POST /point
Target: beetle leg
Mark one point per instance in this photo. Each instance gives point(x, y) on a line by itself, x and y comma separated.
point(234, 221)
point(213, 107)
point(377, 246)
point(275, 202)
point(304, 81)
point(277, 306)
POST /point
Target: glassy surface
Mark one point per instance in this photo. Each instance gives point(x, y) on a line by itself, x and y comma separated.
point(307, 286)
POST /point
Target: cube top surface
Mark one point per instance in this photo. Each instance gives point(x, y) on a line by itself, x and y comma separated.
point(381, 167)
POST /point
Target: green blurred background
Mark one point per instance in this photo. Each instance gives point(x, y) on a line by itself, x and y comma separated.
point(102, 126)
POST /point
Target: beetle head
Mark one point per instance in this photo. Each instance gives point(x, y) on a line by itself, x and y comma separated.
- - -
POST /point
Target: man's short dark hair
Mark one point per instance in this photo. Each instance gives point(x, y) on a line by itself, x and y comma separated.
- - -
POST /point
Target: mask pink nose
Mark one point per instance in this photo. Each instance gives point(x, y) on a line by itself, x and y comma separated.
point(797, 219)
- - -
**Work order**. Report each line in the entries where the string "Target" occurs.

**Answer to this task**.
Target: beetle leg
Target: glassy surface
Target: cube top surface
Target: green blurred background
Target: beetle head
Target: man's short dark hair
Target: mask pink nose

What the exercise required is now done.